# Staining Poplar



## WoodRic (Jun 17, 2009)

All

I'm building a small wet bar.
I chose poplar for the trim. When I stained it, "blotchy" would be a complement. So, okay, probably not the best choice of wood to start with.
But fortunately, I didn't stain the whole thing, just one end.

So before I do the rest, is there a way to stain the stuff without it getting blotchy?
If not, I'll just paint it. 

Thanks!

-Ric


----------



## johnv51 (Oct 27, 2008)

For best results an analine dye mixed with water works better on blotchy woods than oil based stains. If you need to stick with the oil based stain then I recommend using a sanding sealer before staining.


----------



## WoodRic (Jun 17, 2009)

johnv51 said:


> For best results an analine dye mixed with water works better on blotchy woods than oil based stains. If you need to stick with the oil based stain then I recommend using a sanding sealer before staining.

- AIM OF THE EXERCISE: Carry on the forum thread about staining poplar, starting right after WoodRic's quote of johnv51's reply.

- SUPPLIED DATA:
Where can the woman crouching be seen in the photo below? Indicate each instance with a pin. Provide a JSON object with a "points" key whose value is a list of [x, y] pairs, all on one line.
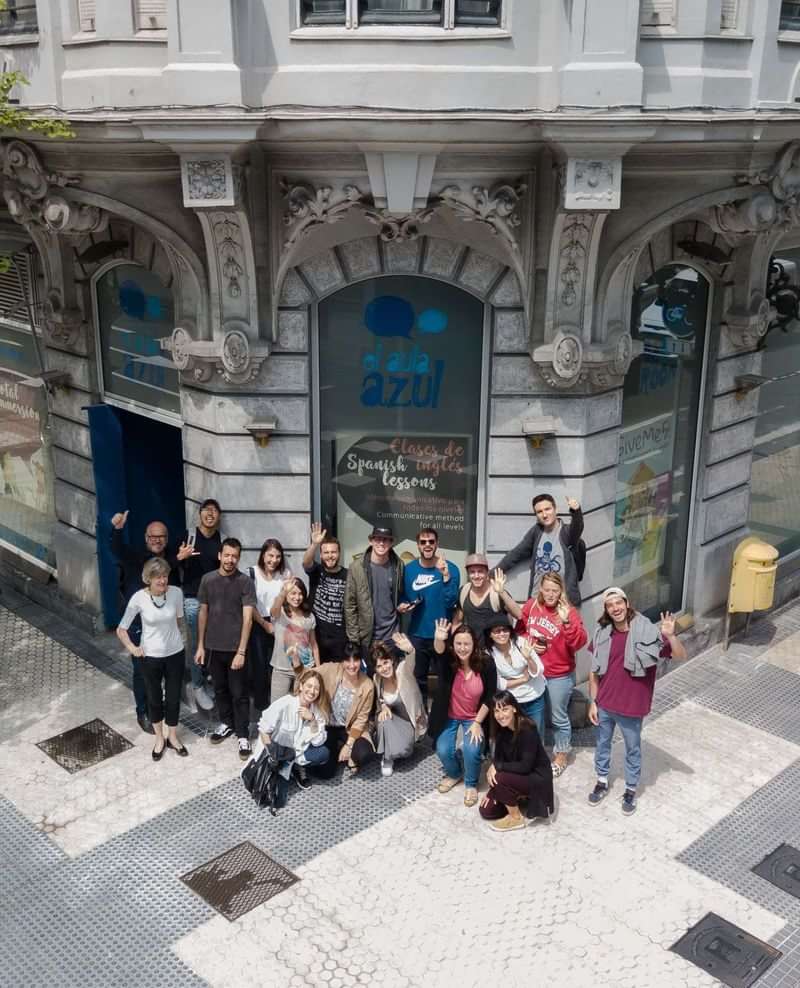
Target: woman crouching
{"points": [[520, 769], [297, 721]]}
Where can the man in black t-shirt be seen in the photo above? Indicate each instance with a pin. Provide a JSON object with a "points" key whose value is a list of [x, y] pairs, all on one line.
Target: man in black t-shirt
{"points": [[327, 580], [198, 554]]}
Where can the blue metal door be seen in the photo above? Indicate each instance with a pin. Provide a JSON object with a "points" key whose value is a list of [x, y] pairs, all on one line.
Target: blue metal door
{"points": [[108, 463]]}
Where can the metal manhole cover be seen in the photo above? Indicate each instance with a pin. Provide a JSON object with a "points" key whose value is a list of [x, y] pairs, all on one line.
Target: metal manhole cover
{"points": [[239, 880], [782, 868], [726, 952], [84, 746]]}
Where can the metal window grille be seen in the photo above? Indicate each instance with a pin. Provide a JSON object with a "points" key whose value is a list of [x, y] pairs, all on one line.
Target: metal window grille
{"points": [[658, 13], [86, 14], [323, 11], [790, 17], [400, 12], [151, 15], [729, 19], [479, 12], [18, 17]]}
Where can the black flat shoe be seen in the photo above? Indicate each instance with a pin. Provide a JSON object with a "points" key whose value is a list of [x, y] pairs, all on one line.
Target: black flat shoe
{"points": [[179, 749]]}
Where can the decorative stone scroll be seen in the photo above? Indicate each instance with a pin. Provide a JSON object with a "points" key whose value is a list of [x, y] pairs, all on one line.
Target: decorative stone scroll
{"points": [[34, 199], [231, 356], [569, 363], [308, 207]]}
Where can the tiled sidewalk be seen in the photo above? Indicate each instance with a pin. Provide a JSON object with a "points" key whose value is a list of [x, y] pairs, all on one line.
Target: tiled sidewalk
{"points": [[398, 886]]}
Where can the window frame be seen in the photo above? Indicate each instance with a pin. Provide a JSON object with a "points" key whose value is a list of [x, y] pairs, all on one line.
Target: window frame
{"points": [[448, 30]]}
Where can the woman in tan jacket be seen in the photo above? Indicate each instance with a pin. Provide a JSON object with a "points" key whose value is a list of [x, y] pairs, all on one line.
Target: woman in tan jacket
{"points": [[352, 696], [402, 719]]}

- THE ANSWER:
That's just the problem, I used a stain sealer first (Minwax), and it didn't help.

After getting such bad results on the end of the wet bar, I started working with a piece of scrap. Poplar seems to be VERY absorbent wood! When I applied the sealer, I noticed that it soaked into parts of the wood faster than others. And that corresponds directly to where the blotchyness is.
So I started applying LOTs of the sealer, until it stopped soaking in (at least on 98% of the piece). Then I applied the stain.
It was MUCH better, but I can't imagine applying that much sealer to the whole project. I practically had to soak the stuff in sealer to get the super absorbent areas to stop absorbing so much.

I've read that shellac will work as a sealer. Just apply it, let it dry, and sand with something around a 320 grit paper to remover most of it.

I may give that a try next if no one has any better suggestions. 

This thing is getting close & closer to just getting painted.


----------



## ~WoodChuck~ (Jan 17, 2009)

for the best results defiantly use a gel stain. The gel stain uses pigment instead of dyes to color the wood. The gel will not penetrate into the wood as does the dye stain, rather it will get clogged in the pores before it penetrates thus less blotchiness. You can also use a wash coat prior to staining which it appears you have done. The only thing with wash coating is that the stain will not be as dark.


----------



## mwhafner (Jan 16, 2009)

Gel stains will help, a lot.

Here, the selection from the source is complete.